Problem statement — Only the lines from the one containing "tree outside windshield." through the final line of the material below should be output, exactly as they stand.

Supplied information —
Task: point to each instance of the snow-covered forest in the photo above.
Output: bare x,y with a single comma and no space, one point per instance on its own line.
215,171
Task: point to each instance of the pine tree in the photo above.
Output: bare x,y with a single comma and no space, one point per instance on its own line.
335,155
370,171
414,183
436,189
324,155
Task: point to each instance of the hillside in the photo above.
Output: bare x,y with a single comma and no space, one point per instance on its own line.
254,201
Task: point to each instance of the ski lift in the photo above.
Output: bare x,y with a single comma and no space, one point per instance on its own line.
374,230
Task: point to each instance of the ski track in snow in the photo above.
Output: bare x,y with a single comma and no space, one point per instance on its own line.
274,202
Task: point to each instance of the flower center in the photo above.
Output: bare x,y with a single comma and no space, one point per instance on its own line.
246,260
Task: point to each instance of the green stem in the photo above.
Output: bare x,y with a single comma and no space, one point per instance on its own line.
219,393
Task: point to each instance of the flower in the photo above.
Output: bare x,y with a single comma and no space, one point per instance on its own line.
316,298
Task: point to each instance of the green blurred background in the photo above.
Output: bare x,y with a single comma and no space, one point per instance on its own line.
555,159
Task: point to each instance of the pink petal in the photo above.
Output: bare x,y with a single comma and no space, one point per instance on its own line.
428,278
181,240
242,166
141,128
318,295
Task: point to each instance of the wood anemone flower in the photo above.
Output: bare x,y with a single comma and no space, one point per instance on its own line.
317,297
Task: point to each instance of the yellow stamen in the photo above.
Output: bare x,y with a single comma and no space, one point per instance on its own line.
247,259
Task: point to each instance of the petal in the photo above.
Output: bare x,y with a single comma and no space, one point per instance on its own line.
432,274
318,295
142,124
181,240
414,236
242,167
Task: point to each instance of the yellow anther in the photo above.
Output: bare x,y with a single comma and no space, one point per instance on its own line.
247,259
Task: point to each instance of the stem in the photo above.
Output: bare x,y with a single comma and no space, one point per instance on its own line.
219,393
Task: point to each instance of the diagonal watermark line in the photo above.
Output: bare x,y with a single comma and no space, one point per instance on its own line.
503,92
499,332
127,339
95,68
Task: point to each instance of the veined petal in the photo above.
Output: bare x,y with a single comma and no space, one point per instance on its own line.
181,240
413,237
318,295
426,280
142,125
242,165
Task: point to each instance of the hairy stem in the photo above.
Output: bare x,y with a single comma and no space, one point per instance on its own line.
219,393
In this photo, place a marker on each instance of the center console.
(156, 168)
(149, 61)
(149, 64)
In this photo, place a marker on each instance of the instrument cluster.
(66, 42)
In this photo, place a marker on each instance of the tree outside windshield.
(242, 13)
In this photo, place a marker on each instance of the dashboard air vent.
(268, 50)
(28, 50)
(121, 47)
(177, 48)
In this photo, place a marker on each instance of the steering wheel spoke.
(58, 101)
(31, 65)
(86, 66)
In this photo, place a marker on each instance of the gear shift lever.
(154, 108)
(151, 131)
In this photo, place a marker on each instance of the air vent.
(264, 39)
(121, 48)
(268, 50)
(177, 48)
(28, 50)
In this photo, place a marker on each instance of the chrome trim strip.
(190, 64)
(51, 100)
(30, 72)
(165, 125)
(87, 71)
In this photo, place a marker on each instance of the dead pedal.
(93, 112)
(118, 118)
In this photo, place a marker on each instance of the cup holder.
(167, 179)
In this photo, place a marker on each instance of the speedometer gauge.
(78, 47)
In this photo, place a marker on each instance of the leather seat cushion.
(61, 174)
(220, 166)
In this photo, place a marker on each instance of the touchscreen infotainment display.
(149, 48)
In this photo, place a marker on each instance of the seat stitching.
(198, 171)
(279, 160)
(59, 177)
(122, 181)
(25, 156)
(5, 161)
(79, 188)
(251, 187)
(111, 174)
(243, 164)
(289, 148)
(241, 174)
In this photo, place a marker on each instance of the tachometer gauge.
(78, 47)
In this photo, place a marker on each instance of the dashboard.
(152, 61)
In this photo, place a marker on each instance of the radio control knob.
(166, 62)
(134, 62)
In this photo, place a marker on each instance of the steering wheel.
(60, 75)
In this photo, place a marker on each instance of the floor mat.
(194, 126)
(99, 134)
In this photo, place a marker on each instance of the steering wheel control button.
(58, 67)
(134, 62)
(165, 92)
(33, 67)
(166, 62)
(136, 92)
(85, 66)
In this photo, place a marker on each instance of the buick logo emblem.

Response to the exercise —
In this photo, place a marker on each instance of the tree outside windshield.
(242, 13)
In this photo, place a marker on each instance of the dashboard air vent.
(268, 50)
(28, 50)
(121, 47)
(177, 48)
In this photo, place a marker on each instance of the steering wheel spoke.
(58, 101)
(31, 65)
(86, 66)
In this photo, place a marker on each instance of the gear shift lever.
(154, 108)
(151, 131)
In this photo, place a marker on each instance of the air vent.
(264, 39)
(121, 48)
(268, 50)
(177, 48)
(28, 50)
In this photo, place a marker on each instance of the chrome trim strip.
(190, 64)
(51, 100)
(30, 72)
(165, 125)
(87, 71)
In this photo, place a marker on each instance of the dead pedal.
(93, 112)
(118, 118)
In this photo, place a marker on each instance of the cup holder.
(167, 179)
In this photo, place a marker on each instance of the speedometer gauge.
(78, 47)
In this photo, place a marker on each instance of the leather seat cushion.
(61, 174)
(220, 166)
In this photo, place a marker on each instance of the touchscreen infotainment display.
(149, 48)
In this photo, place a marker on each instance of the seat stitching.
(198, 171)
(279, 160)
(59, 177)
(122, 181)
(25, 156)
(5, 161)
(79, 188)
(251, 187)
(111, 174)
(243, 164)
(289, 148)
(241, 174)
In this photo, place a marker on each instance of the tachometer gauge.
(78, 47)
In this photo, place a marker on each instance of the dashboard.
(152, 61)
In this photo, place a marker on each instance of the radio control knob.
(166, 62)
(134, 62)
In this photo, place a marker on each instance of the steering wheel.
(60, 75)
In this photo, place a marker on each instance of the floor mat.
(194, 126)
(99, 134)
In this photo, place a marker on each instance of the steering wheel control button.
(58, 67)
(134, 62)
(165, 92)
(33, 67)
(166, 62)
(136, 92)
(85, 66)
In this photo, place a marker on each instance of the buick logo emblem.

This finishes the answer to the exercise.